begin SUPPLIED DATA
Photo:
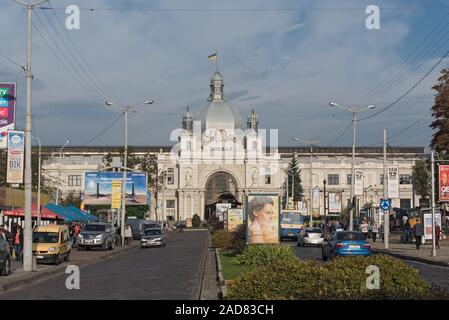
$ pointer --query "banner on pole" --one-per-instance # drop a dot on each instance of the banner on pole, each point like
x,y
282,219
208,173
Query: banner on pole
x,y
393,182
443,178
16,152
358,183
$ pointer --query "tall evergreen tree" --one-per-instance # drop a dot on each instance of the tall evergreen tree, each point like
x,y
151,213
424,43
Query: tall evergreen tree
x,y
440,111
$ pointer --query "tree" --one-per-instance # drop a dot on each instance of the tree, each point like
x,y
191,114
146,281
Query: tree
x,y
293,171
440,111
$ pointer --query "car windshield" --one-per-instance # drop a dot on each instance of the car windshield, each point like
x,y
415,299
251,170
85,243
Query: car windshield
x,y
152,232
357,236
94,227
45,237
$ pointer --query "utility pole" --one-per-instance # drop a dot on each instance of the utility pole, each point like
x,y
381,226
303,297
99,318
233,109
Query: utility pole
x,y
27,236
386,214
432,174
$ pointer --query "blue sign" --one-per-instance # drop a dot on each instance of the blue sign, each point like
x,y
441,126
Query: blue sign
x,y
385,204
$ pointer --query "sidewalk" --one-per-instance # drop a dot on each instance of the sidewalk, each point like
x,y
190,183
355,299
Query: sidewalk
x,y
408,251
19,278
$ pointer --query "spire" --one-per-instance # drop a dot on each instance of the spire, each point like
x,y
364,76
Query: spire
x,y
252,122
187,120
216,87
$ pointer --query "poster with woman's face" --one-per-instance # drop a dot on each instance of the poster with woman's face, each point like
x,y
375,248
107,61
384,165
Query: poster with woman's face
x,y
262,216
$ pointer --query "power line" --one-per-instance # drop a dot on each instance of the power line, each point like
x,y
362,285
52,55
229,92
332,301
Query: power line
x,y
104,130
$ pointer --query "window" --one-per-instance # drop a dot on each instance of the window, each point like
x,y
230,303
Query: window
x,y
170,176
405,179
74,181
267,176
333,179
405,204
170,204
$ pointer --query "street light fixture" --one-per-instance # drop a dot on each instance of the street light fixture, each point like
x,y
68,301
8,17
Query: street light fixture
x,y
126,109
59,170
354,112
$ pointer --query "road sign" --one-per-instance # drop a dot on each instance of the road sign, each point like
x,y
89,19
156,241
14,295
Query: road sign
x,y
385,204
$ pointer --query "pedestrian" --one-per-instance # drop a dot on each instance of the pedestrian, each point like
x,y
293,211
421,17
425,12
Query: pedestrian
x,y
374,232
418,233
18,243
437,235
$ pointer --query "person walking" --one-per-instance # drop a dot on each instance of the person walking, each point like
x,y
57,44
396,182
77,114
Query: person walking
x,y
418,232
437,235
18,243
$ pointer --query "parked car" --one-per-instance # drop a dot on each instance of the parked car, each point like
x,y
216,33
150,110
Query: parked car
x,y
5,257
97,235
310,236
51,244
152,237
345,243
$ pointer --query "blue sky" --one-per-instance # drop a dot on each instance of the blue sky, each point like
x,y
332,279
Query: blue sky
x,y
286,64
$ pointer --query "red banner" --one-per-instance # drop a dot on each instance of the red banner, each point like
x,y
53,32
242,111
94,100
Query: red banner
x,y
443,179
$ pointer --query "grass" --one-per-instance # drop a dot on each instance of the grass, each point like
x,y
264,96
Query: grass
x,y
230,270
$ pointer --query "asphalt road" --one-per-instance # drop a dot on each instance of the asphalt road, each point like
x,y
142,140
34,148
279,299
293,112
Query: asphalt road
x,y
171,273
433,274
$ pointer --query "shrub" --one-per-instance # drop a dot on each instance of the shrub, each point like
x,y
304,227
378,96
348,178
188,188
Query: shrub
x,y
221,239
261,255
344,278
196,221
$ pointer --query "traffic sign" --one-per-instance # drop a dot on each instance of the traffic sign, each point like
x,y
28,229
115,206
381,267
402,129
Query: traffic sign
x,y
385,204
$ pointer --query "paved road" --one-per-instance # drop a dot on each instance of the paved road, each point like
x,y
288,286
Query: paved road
x,y
171,273
434,274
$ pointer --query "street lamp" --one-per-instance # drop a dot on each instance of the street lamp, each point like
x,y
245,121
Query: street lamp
x,y
311,143
59,171
39,183
354,112
126,109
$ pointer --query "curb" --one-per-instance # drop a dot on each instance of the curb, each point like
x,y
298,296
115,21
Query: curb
x,y
223,286
417,259
53,272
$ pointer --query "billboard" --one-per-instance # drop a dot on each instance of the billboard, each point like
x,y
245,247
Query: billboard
x,y
7,111
98,187
263,218
235,218
443,179
393,182
334,202
358,183
16,152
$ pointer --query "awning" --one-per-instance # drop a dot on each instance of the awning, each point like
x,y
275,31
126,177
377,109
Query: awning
x,y
45,213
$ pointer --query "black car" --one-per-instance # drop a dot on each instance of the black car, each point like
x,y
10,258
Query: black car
x,y
5,257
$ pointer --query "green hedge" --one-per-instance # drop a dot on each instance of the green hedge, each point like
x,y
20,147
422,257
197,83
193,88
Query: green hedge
x,y
344,278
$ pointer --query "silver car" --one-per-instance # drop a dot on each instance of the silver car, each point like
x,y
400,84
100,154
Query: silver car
x,y
153,237
311,236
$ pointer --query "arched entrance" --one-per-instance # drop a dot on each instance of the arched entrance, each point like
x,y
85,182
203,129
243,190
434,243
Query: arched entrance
x,y
221,187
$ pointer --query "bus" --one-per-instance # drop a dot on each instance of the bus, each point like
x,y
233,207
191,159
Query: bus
x,y
292,222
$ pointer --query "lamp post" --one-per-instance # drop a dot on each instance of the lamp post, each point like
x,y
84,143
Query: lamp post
x,y
126,109
354,112
39,183
311,143
59,170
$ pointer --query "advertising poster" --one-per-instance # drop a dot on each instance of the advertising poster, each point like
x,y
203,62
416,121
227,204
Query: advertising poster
x,y
98,188
393,182
7,111
428,224
262,218
235,218
334,202
443,178
358,183
16,152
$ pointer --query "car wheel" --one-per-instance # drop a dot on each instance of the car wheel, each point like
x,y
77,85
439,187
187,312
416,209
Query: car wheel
x,y
6,270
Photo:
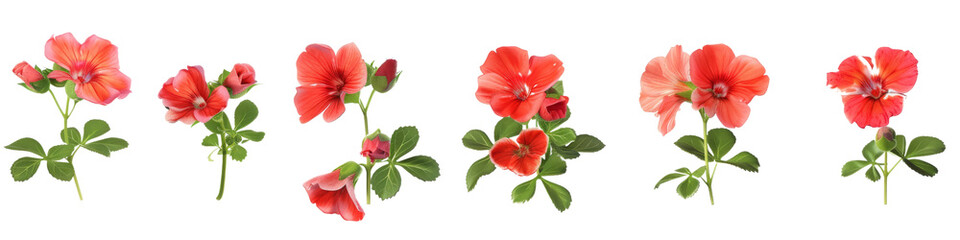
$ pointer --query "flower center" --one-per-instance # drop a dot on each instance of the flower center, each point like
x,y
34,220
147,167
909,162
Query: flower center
x,y
199,103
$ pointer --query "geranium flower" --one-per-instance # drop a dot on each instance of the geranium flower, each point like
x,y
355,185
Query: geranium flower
x,y
93,66
325,78
873,88
523,159
514,85
334,196
726,83
188,99
663,79
240,78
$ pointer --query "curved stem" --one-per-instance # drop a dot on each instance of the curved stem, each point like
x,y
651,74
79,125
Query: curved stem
x,y
223,170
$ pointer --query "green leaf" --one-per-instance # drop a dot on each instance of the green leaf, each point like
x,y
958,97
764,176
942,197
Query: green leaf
x,y
688,187
553,166
210,140
29,145
24,168
71,136
558,194
586,143
667,178
245,113
562,136
252,135
477,140
924,146
59,152
386,181
693,145
524,191
506,128
871,152
238,153
479,169
873,174
348,169
852,167
62,171
720,141
403,141
744,160
565,152
921,167
94,128
421,167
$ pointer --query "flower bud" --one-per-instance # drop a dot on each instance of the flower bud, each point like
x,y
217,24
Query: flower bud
x,y
386,76
27,73
376,146
553,108
886,139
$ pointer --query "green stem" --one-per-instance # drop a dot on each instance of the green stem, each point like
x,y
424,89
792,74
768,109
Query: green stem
x,y
706,156
223,170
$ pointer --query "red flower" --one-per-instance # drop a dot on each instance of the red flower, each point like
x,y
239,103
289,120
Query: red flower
x,y
726,83
241,77
663,79
27,73
524,159
873,90
93,66
325,78
188,98
333,196
513,85
553,108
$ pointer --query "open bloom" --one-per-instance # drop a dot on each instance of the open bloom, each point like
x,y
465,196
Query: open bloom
x,y
188,99
522,159
554,108
873,88
326,78
663,79
93,66
241,77
334,196
726,83
27,73
514,85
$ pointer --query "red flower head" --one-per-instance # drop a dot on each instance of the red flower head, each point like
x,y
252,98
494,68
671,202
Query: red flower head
x,y
27,73
663,79
376,146
553,108
334,196
873,88
188,99
325,78
241,77
524,159
514,85
726,83
93,66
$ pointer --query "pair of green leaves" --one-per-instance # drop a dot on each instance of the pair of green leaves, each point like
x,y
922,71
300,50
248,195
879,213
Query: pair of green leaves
x,y
25,167
386,179
228,137
919,147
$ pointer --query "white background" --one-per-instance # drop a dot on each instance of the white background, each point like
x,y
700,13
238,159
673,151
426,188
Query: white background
x,y
162,186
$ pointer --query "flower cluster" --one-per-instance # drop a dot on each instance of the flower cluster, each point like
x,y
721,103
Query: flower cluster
x,y
873,90
519,89
87,72
328,81
190,99
717,83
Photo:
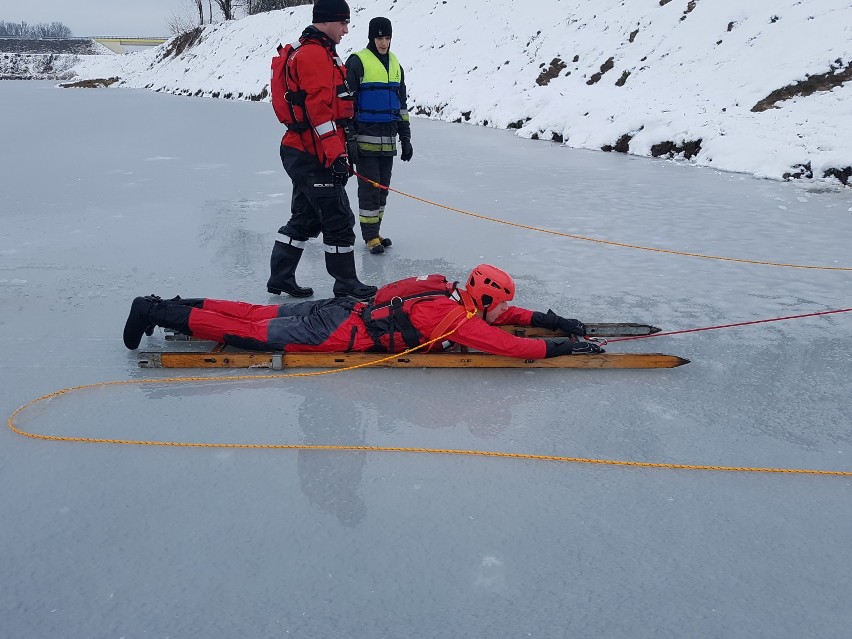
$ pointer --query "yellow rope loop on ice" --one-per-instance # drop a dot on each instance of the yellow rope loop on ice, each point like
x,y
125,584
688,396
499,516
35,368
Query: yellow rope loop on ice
x,y
374,449
173,380
600,241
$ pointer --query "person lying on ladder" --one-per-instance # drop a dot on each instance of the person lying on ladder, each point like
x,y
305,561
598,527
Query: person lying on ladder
x,y
403,314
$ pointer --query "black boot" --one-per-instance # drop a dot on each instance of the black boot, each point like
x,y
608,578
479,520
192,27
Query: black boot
x,y
341,266
195,302
285,258
147,312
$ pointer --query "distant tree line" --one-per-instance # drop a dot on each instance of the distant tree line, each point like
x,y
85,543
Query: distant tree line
x,y
200,12
34,31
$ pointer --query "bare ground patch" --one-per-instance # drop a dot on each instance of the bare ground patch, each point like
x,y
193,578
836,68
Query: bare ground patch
x,y
94,83
827,81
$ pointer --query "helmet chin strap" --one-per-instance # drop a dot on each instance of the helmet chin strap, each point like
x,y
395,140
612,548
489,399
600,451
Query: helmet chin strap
x,y
466,299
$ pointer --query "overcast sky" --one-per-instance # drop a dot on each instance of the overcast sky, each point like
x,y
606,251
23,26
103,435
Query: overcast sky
x,y
99,17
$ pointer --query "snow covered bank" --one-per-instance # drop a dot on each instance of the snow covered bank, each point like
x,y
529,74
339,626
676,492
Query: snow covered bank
x,y
762,87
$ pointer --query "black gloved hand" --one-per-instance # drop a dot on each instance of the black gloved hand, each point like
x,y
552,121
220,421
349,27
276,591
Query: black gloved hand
x,y
565,347
340,170
554,322
407,149
352,150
end SUPPLIED DATA
Find the line that contains "strap, each point like" in the listing above. Retype it and every line after it up to the last, exactly, and nothing else.

**TASK OUTPUT**
$ pointer --query "helmet chin strap" --one-per-instance # drop a dot on each instance of the helmet chin strap, each point like
x,y
395,140
612,548
489,399
600,451
Query: helmet chin strap
x,y
466,299
$ pointer --query "overcast sky" --one-per-instance # drop a dot on each instance of the overcast sky, each point like
x,y
606,251
23,26
103,435
Query: overcast sky
x,y
99,17
$ pointer --query "snow covered bank" --one-per-instance # drop a dot on each instance of the snow covered bank, each point like
x,y
529,74
339,626
676,492
Query: snow covered bank
x,y
762,87
$ pointer --query "black gloved hand" --one-per-instance # drop a dot on each instance of the black gloved hand, each point like
x,y
552,121
220,421
349,27
276,591
Query: black gloved hand
x,y
565,347
340,170
554,322
407,149
352,150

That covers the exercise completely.